* Text provided
From gay clubs to flash mobs
The song was so popular that between 1978 and 1979 it reached number one in 15 countries and sold 12 million singles. The YMCA itself tried to sue the group for trademark infringement, but its leaders eventually reached an agreement with the composers and ended up expressing pride in considering the song a tribute to the organization.
At the same time, a choreography to accompany the song began to become popular, in which each of the four letters of its title were spelled out with the dancers’ hands. There are conflicting theories about how the dance was invented: some say it was improvised on the television show American Bandstand, but the Japanese singer Hideki Saijo (who was number one in his country with a version of the song in 1979), claimed it as his idea.
The fact is that the song, and the dance in question, became a regular accompaniment to major sporting competitions. The most famous one was when it was used by the New York Yankees themselves in their baseball games. It was also used in a Pepsi commercial in 1997, as a wake-up song for a NASA space shuttle crew in 2000, and in 2008 it held the Guinness World Record for the largest number of people dancing to a song (44,000 spectators in unison during its performance at halftime of the NCAA Sun Bowl football game). On New Year’s Eve 2019, the group performed it in Times Square, New York, again breaking their own record.

(Data entries)
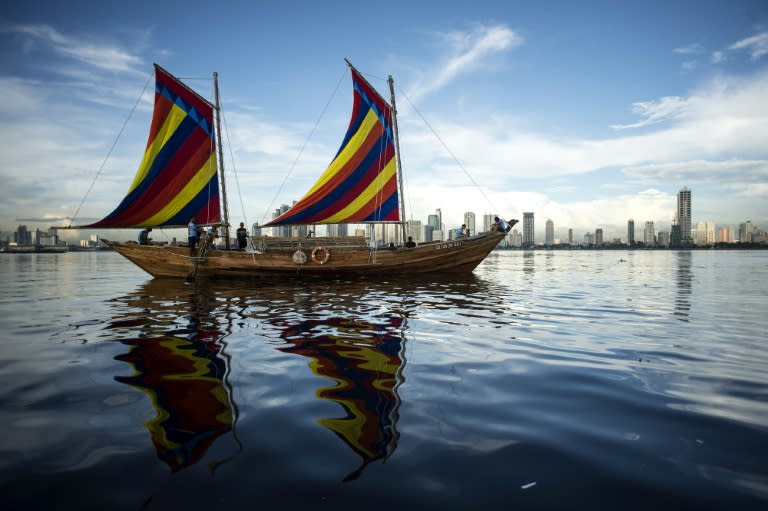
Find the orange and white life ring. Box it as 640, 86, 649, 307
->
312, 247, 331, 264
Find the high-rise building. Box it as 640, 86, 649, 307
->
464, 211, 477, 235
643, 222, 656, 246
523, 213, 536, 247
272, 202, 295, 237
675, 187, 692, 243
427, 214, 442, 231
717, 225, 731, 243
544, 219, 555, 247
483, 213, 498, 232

==

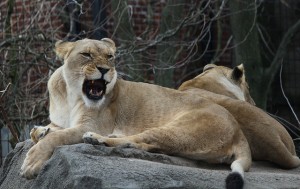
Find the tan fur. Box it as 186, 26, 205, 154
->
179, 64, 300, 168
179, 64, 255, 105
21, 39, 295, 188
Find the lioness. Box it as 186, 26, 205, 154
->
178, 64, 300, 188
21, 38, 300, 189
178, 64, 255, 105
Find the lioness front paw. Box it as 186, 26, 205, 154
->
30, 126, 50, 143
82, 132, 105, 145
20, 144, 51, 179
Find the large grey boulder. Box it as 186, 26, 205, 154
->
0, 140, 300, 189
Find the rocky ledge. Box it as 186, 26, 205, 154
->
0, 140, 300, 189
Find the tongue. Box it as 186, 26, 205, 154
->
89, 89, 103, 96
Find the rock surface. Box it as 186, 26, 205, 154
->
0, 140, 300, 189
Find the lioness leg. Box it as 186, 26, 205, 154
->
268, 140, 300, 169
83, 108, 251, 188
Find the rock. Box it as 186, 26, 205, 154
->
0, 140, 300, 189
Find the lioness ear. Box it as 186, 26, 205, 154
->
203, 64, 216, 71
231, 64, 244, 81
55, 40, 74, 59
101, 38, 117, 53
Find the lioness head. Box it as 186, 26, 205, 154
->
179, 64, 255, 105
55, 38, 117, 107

==

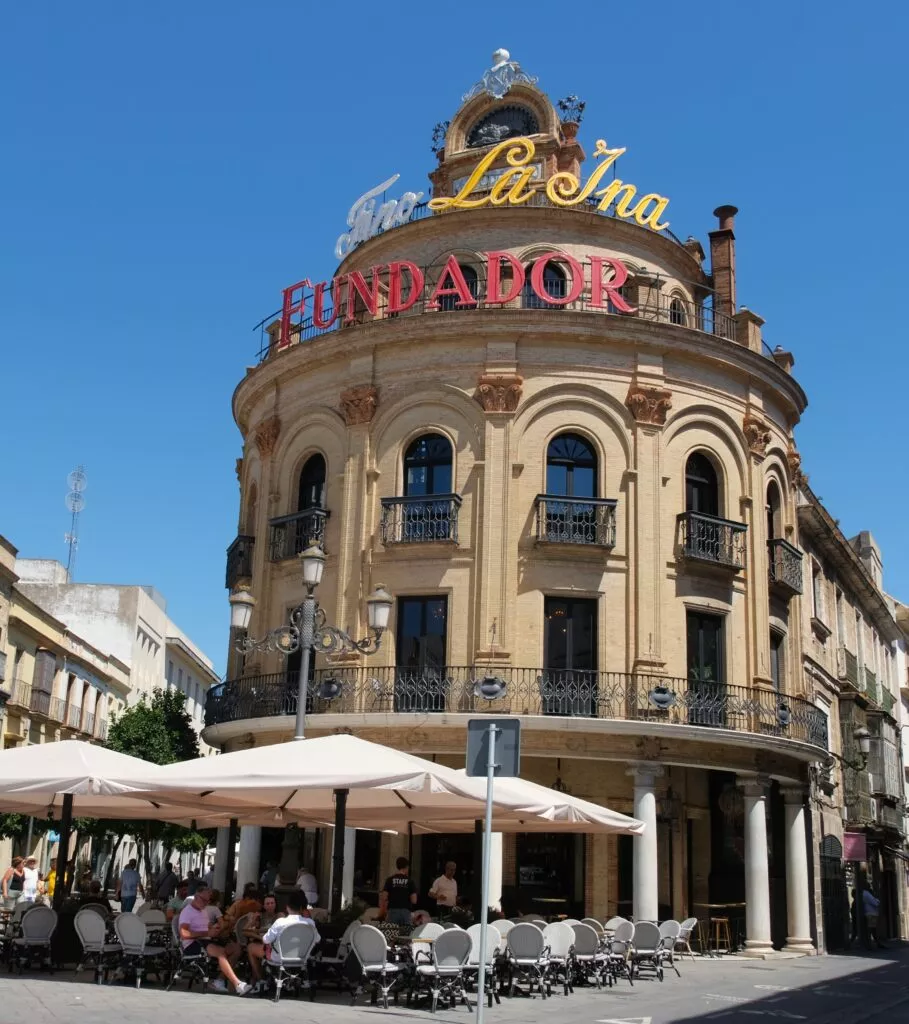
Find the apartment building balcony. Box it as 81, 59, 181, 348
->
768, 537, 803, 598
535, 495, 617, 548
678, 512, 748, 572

* Tasks
(A) In one to three sentences, explain why the YMCA tried to sue the group, according to the text on the song's history.
(B) Extend the text on the song's history, picking up right after its final sentence.

* Responses to the exercise
(A) The YMCA tried to sue the group for trademark infringement. Its leaders later reached an agreement with the composers and came to see the song as a tribute to the organization.

(B)
From there, to Donald Trump’s use of it (along with Macho Man) to end his rallies for the 2020 presidential election, and to accompany his last ride on Air Force One before Joe Biden’s term (whose supporters, incidentally, also celebrated the Democrat’s victory by dancing to the same song). In his campaign this year, Trump not only brought it back again, but he even invented his own dance (dubbed “The Trump Dance”).
Equally surprising is the song’s enormous success in the Jewish community. According to Roger Bennett, co-author of the book Bar Mitzvah Disco: “Y.M.C.A. is the single most important song to hit the Jewish religion since Hava Nagila. And paradoxically, not one of the Village People is Jewish. But they did play a critical function, providing a slew of new role models for Jewish youth. We were under such pressure to become bankers, accountants, and lawyers. They opened our eyes to other career possibilities: a cop, a builder, a flamboyant Indian...” the writer stated in Spin.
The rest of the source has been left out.